• EXERCISE INSTRUCTIONS: Below are some records; give them all again exactly, but not the pictures.

• Object pointing dataset rows:

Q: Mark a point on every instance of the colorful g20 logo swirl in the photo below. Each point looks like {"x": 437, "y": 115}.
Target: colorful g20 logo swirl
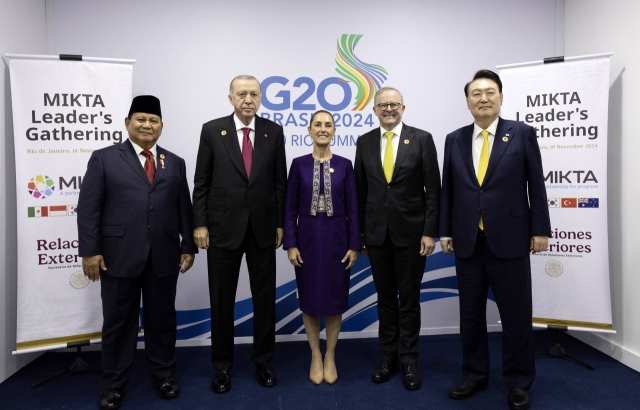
{"x": 41, "y": 186}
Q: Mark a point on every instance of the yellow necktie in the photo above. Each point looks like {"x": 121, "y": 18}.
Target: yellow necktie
{"x": 483, "y": 164}
{"x": 387, "y": 164}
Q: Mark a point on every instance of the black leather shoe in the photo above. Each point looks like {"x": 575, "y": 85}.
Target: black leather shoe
{"x": 384, "y": 371}
{"x": 266, "y": 376}
{"x": 221, "y": 382}
{"x": 466, "y": 389}
{"x": 519, "y": 399}
{"x": 411, "y": 379}
{"x": 168, "y": 387}
{"x": 111, "y": 399}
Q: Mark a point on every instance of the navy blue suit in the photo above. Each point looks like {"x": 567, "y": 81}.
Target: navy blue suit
{"x": 513, "y": 204}
{"x": 137, "y": 227}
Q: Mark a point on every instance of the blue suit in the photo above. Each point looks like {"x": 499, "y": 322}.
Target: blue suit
{"x": 137, "y": 227}
{"x": 513, "y": 204}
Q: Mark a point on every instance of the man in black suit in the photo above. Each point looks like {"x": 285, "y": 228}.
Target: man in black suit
{"x": 398, "y": 197}
{"x": 133, "y": 208}
{"x": 494, "y": 209}
{"x": 238, "y": 196}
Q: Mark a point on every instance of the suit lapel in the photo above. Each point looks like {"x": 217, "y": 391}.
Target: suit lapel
{"x": 465, "y": 142}
{"x": 499, "y": 147}
{"x": 160, "y": 170}
{"x": 129, "y": 155}
{"x": 403, "y": 147}
{"x": 229, "y": 137}
{"x": 260, "y": 141}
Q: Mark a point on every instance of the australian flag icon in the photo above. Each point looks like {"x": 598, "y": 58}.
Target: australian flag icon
{"x": 588, "y": 203}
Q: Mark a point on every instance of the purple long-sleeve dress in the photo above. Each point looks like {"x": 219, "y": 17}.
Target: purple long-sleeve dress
{"x": 321, "y": 220}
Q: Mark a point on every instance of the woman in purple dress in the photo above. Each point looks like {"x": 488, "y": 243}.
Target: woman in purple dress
{"x": 321, "y": 228}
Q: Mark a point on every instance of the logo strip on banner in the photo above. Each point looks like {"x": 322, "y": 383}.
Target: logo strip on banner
{"x": 63, "y": 110}
{"x": 567, "y": 104}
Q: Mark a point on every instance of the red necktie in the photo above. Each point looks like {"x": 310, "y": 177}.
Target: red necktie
{"x": 247, "y": 151}
{"x": 149, "y": 165}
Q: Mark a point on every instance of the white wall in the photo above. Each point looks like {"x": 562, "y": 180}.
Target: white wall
{"x": 591, "y": 27}
{"x": 22, "y": 31}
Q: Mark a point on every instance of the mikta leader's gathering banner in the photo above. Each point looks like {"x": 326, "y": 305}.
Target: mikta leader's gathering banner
{"x": 567, "y": 103}
{"x": 62, "y": 111}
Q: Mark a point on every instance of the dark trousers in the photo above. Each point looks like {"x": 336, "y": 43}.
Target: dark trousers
{"x": 121, "y": 310}
{"x": 397, "y": 274}
{"x": 510, "y": 281}
{"x": 224, "y": 270}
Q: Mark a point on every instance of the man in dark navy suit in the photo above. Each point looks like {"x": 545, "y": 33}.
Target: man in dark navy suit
{"x": 494, "y": 211}
{"x": 135, "y": 227}
{"x": 238, "y": 206}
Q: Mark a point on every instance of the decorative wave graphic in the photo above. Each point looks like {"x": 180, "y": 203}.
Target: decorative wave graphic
{"x": 196, "y": 324}
{"x": 368, "y": 78}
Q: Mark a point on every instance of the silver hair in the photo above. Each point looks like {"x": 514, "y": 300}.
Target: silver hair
{"x": 383, "y": 89}
{"x": 241, "y": 77}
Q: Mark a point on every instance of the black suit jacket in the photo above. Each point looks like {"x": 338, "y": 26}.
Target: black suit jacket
{"x": 123, "y": 217}
{"x": 224, "y": 199}
{"x": 512, "y": 199}
{"x": 408, "y": 205}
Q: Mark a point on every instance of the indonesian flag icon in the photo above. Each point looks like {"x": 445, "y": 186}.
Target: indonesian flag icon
{"x": 58, "y": 210}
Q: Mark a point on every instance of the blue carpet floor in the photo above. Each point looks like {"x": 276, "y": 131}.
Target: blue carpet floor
{"x": 560, "y": 384}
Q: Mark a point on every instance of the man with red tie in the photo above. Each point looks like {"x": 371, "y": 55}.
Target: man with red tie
{"x": 238, "y": 198}
{"x": 133, "y": 210}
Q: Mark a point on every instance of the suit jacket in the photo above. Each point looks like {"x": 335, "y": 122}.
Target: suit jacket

• WRITTEN ANSWER:
Q: Mark a point on every instance of the colorful g20 logo swirl in the photo below. Each point looks like {"x": 437, "y": 115}.
Target: colorful g20 logo swirl
{"x": 41, "y": 186}
Q: Mark a point on every instance of the yellow necktie in the photo above. Each point looks like {"x": 121, "y": 18}.
Target: yellow necktie
{"x": 483, "y": 164}
{"x": 387, "y": 164}
Q: Mark a point on every instance of the black leather shoe in the photo above. Each point looks like {"x": 575, "y": 85}.
Target: black leather shoe
{"x": 384, "y": 371}
{"x": 266, "y": 376}
{"x": 221, "y": 382}
{"x": 466, "y": 389}
{"x": 519, "y": 399}
{"x": 411, "y": 379}
{"x": 168, "y": 387}
{"x": 111, "y": 399}
Q: Mark a point on every instance of the navy blue suit in the photo above. Each point looks like {"x": 567, "y": 81}.
Target: navy blue suit
{"x": 513, "y": 204}
{"x": 137, "y": 227}
Q: Mark a point on every instance of the blue suit in the photo above. Each point looks like {"x": 499, "y": 322}.
Target: blue suit
{"x": 137, "y": 227}
{"x": 513, "y": 204}
Q: Mark a point on every instance of the man in black suit in the photo above. Each point looks like {"x": 285, "y": 228}.
Target: man in black suit
{"x": 398, "y": 197}
{"x": 133, "y": 208}
{"x": 494, "y": 209}
{"x": 238, "y": 196}
Q: Mark a point on every instance of the suit lapel in the photo above. Each point looks like {"x": 217, "y": 391}.
Target: suit lapel
{"x": 465, "y": 142}
{"x": 499, "y": 147}
{"x": 160, "y": 170}
{"x": 129, "y": 155}
{"x": 403, "y": 147}
{"x": 229, "y": 137}
{"x": 260, "y": 141}
Q: Mark a point on every instance of the australian flag icon in the photo above. Each point looks like {"x": 598, "y": 58}.
Target: australian flag icon
{"x": 588, "y": 203}
Q: Mark a point on every instance of the purple long-sleeve dress in the photo above. Each point looks like {"x": 219, "y": 17}.
Target: purple long-sleeve dress
{"x": 321, "y": 220}
Q: Mark a point on every instance of the woman in purple dress in the photo above. Each point looks like {"x": 488, "y": 243}.
Target: woman in purple dress
{"x": 321, "y": 228}
Q: Mark a point on every instance of the logo strip on banner in the photo above. Each point looks like {"x": 322, "y": 383}.
Target: logo strip on banner
{"x": 63, "y": 110}
{"x": 567, "y": 104}
Q: Mark a point on every instance of the red necktie in the photo above. Each point looks like {"x": 310, "y": 177}.
Target: red necktie
{"x": 247, "y": 151}
{"x": 149, "y": 165}
Q: Mark a point on every instance of the white wall in the photo above. Each point looks like {"x": 562, "y": 180}.
Target: white wall
{"x": 591, "y": 27}
{"x": 22, "y": 31}
Q: Mark a point on every instance of the mikta leader's gathering banner in the photo above. Each point looks like {"x": 326, "y": 305}.
Target: mikta leader's gathering banner
{"x": 567, "y": 103}
{"x": 62, "y": 111}
Q: Mark a point on every instance of the dark trousers in the photo above. Each point looks like {"x": 336, "y": 43}.
Target: dark trousers
{"x": 121, "y": 310}
{"x": 397, "y": 274}
{"x": 510, "y": 281}
{"x": 224, "y": 270}
Q: Mark a point on every instance of the man in dark navy suit in the photo above. Each point looks like {"x": 545, "y": 33}.
Target: man in dark navy suit
{"x": 494, "y": 211}
{"x": 135, "y": 227}
{"x": 238, "y": 206}
Q: Mark a point on every instance of the decorative wave graphic in the photo above. Each point looks like {"x": 180, "y": 203}.
Target: decorative wave graphic
{"x": 196, "y": 324}
{"x": 368, "y": 78}
Q: Mark a point on every instance of the silver hair in the photo above. Each point looks like {"x": 514, "y": 300}.
Target: silver hair
{"x": 383, "y": 89}
{"x": 241, "y": 77}
Q: Mark a point on every instance of the black suit jacket in the photo above. Each point looks like {"x": 338, "y": 26}.
Target: black suit jacket
{"x": 123, "y": 217}
{"x": 224, "y": 199}
{"x": 512, "y": 199}
{"x": 408, "y": 205}
Q: Mark a point on every instance of the indonesian flag icon in the photo above. Each point looks like {"x": 445, "y": 186}.
Target: indonesian flag icon
{"x": 58, "y": 210}
Q: Mark a point on every instance of the blue carpet floor in the photo above. Each point looks like {"x": 276, "y": 131}.
Target: blue carpet floor
{"x": 560, "y": 384}
Q: Mark a point on every instance of the man with red tie in the photo above. Each point looks like {"x": 371, "y": 55}.
Target: man with red tie
{"x": 238, "y": 198}
{"x": 133, "y": 210}
Q: Mark a point on every instance of the suit jacket in the photo above. Each point looks like {"x": 335, "y": 122}.
Target: suit jacket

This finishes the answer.